Finanzialisierung des Wohnungsmarktes, Spekulanten und renditeorientierte Investoren, fehlende Transparenz und Regulierung – In vielen Städten rund um die Welt tragen sie dazu bei, dass Preise explodieren und das Zuhause für viele Mieter:innen unbezahlbar wird. Mit dem Projekt “Wem gehört die Stadt?” will die Rosa-Luxemburg-Stiftung dazu beitragen, diese Strukturen und Akteure sichtbar zu machen und die Grundlage für eine öffentliche Diskussion über politische Lösungen legen.
In den meisten Ländern und Städten gehört der Großteil der Wohnungen denen, die darin wohnen und den Banken bei denen sie sich dafür verschuldet haben. Gleichzeitig gibt es in fast jeder Stadt Privateigentümer:innen die einzelne Wohnungen vermieten oder als Kapitalanlage besitzen genauso wie Privatpersonen, die größere Wohnungsbestände besitzen und teilweise von Generation zu Generation weiterreichen. Schließlich gibt es in vielen Städten größere staatliche, genossenschaftliche oder gemeinnützige Mietwohnbestände. Relativ neu sind große, teilweise länderübergreifende und kapitalmarktorientierte Wohnungsunternehmen und auf Wohnimmobilien spezialisierte Investmentfonds. Die Verteilung der Wohnungen auf diese Eigentümergruppen bestimmt die Struktur des Wohnungsmarktes und die daraus entstehenden Probleme und unterscheidet sich stark von Stadt zu Stadt.

▶ _GEZEIGTE DATEN_:
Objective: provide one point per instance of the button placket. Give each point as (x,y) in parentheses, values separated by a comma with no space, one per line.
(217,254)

▶ _AUFGABE_: Führe den Textabschnitt über die Eigentümer von Wohnungen in den Städten nach seinem letzten Satz weiter.

▶ _ERGEBNIS_:
Mit einem Mieteranteil von mehr als 90% ist Zürich die Mieterhauptstadt Europas, gefolgt von Leipzig und Berlin. Der mit Abstand größte Teil der europäischen Investitionen von professionellen, finanzmarktorientierten Investoren über die letzten Jahre floss nach Deutschland und vor allem nach Berlin.
In den meisten Ländern und Städten ist der Wohnungsmarkt – anders als der Markt der Gewerbeimmobilien – traditionell eher lokal geprägt. Grenzüberschreitende Investitionen in Wohnimmobilien sind eher selten. Durch Zusammenschlüsse und Zukäufe häufig nach Privatisierung öffentlicher Wohnungsbestände sind in den letzten Jahren aber einzelne länderübergreifende Wohnungsriesen entstanden.
Bisher haben wir acht Investoren identifiziert, die in mindestens drei der von uns analysierten Städte aus mindestens drei unterschiedlichen Ländern Immobilien besitzen – bis auf einen waren alle auch in Berlin investiert und hatten dort auch mit Abstand die größten Wohnungsbestände. Während die großen Wohnungsunternehmen transparent über ihre Wohnungsbestände berichten, verraten die meisten großen Vermögensverwalter und Investmentfonds nicht einmal wie viel Geld sie insgesamt in europäische Wohnimmobilien investieren.
Für die Antwort auf die Frage “Wem gehört die Stadt?” gibt es drei wesentliche Quellen, die nicht in jeder Stadt gleich gut und gleich gut zugänglich sind:
Während in Deutschland die Eigentümer aller Immobilien für den Zensus alle 10 Jahre befragt und klassifiziert werden (zuletzt 2011), gleichen die Statistikbehörden in der Schweiz das Gebäude- und Wohnungsregister jedes Jahr automatisch mit den Eigentümern im Grundbuch ab und stellen einen aktualisierte Eigentümerstruktur zur Verfügung. Andere Länder wie Spanien veröffentlichen gar keine detaillierten Statistiken auf Stadt-Ebene.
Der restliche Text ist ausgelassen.